**Texte fourni**
---

L'aurore
de Selahattin Demirtas

critiqué par CHALOT, le 5 décembre 2019
(Vaux le Pénil - 76 ans)


La note:  étoiles
des nouvelles passionnantes
« L'aurore »
livre de Selahattin Demirtaş
Editions Emmanuelle Collas
125 pages

12 nouvelles de prison


Même la dictature qui règne en Turquie n'arrive pas à empêcher que des talents puissent éclore .
Ce livre étonnant qui montre qu' « en prison son rêve est devenu littérature » est une œuvre féministe, progressiste et humaniste où l'espoir est à tout jamais présent.
Chaque nouvelle est différente, évoquant ici un drame, celui de la traversée tragique en bateau et là une leçon de vie écrite sous l'anonymat par un père à sa fille.
La vie mérite d'être vécue et la recherche du bonheur ne peut se résumer à une course vers une réussite matérielle qui fait oublier la vraie vie :
« ce rythme de travail frénétique et cet appétit d'argent insatiable finissaient faire de nous des robots.... »

---

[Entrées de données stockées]
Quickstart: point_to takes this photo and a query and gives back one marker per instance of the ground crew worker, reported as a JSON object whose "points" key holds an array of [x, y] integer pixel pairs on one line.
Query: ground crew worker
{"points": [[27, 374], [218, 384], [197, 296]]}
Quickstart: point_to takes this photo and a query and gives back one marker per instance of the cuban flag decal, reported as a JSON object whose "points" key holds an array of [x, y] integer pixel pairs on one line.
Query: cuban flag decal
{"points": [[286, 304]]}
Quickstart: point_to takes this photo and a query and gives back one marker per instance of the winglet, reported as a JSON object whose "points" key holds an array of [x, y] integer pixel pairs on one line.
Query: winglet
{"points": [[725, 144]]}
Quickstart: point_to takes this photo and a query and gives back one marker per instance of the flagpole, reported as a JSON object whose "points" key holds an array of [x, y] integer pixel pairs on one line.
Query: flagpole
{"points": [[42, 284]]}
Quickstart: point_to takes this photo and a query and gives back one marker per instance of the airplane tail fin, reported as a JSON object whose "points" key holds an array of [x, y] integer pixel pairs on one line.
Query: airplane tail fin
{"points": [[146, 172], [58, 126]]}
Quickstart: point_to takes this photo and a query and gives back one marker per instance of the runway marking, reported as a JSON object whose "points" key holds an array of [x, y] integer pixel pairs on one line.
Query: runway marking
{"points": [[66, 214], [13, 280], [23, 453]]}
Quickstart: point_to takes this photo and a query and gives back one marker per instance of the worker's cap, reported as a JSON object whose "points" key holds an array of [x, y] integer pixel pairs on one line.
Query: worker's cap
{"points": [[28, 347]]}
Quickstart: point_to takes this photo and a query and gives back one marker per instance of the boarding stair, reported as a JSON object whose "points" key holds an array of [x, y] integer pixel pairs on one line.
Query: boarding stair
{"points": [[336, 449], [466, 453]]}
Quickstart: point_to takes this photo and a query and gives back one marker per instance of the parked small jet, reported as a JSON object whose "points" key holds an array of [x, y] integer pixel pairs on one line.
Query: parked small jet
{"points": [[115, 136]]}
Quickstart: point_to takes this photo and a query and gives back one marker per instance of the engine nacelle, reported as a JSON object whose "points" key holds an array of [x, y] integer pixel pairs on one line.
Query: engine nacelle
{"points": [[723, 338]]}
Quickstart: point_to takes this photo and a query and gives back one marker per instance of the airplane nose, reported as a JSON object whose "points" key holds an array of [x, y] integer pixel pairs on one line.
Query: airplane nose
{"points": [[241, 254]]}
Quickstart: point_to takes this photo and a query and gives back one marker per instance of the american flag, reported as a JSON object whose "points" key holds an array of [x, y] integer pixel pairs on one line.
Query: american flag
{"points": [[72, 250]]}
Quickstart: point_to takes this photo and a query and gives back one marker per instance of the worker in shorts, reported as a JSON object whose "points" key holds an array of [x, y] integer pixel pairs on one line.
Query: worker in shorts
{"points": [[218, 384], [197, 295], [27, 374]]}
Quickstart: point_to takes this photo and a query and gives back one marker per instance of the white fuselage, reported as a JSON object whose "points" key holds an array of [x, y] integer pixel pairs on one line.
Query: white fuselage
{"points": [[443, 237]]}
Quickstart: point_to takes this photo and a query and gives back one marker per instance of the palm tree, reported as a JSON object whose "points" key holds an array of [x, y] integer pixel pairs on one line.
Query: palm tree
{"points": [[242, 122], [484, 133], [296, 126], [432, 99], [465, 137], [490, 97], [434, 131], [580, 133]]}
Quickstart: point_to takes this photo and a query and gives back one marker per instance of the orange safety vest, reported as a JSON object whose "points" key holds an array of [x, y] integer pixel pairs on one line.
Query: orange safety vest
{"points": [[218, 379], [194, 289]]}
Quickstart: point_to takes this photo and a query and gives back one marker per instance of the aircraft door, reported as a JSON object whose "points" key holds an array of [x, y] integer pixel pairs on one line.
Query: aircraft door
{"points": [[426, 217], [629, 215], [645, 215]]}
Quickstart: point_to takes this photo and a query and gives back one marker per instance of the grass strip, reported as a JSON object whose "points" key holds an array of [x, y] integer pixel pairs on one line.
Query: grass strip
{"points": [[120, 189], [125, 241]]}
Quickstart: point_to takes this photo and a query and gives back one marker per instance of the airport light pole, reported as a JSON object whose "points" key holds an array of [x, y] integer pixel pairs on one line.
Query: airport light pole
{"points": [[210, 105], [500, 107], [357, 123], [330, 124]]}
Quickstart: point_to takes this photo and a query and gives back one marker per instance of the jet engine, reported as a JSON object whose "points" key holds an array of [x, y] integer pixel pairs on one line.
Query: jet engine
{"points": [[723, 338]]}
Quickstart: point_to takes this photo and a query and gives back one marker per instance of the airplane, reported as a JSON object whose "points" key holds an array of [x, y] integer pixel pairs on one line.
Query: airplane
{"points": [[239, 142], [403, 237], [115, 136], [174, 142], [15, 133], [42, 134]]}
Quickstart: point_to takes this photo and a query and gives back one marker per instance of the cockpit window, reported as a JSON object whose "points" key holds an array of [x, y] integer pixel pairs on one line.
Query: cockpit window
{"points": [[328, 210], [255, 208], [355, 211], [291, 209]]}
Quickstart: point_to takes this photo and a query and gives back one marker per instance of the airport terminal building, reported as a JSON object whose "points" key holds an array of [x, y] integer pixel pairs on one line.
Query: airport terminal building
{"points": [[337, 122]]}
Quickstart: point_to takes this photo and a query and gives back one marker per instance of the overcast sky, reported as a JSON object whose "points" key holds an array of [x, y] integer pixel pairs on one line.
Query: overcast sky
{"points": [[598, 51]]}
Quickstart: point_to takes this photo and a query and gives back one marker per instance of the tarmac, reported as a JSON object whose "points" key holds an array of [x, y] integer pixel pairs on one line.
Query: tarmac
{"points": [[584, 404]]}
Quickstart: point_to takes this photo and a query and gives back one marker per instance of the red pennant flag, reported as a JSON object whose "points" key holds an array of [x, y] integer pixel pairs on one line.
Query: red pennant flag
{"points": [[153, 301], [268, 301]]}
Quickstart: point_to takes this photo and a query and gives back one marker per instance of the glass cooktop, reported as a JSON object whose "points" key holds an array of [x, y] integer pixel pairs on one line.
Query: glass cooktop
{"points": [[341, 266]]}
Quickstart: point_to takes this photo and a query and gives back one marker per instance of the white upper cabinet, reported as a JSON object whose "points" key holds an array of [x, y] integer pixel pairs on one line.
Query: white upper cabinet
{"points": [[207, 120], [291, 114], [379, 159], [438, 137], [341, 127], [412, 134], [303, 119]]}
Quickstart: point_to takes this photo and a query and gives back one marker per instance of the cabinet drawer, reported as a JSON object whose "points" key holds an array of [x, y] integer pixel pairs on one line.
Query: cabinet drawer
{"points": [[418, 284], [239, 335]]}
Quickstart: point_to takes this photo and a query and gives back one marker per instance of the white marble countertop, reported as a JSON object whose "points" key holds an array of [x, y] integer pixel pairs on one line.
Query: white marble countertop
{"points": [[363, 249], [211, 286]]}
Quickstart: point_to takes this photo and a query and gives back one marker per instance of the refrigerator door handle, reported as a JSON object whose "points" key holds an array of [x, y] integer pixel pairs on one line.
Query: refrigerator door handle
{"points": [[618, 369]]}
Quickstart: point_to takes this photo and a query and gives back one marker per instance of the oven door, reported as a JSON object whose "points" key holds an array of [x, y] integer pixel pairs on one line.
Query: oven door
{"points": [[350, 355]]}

---

**Consignes**
1. Relevez, dans le texte fourni, tous les adjectifs qui qualifient le mot « œuvre ».
2. D'après le texte fourni, quelle maison d'édition publie « L'aurore » ?
Ces enregistrements n'ont aucun rapport avec le texte fourni.

**Réponses fournies**
1. féministe, progressiste, humaniste

2. Les Éditions Emmanuelle Collas.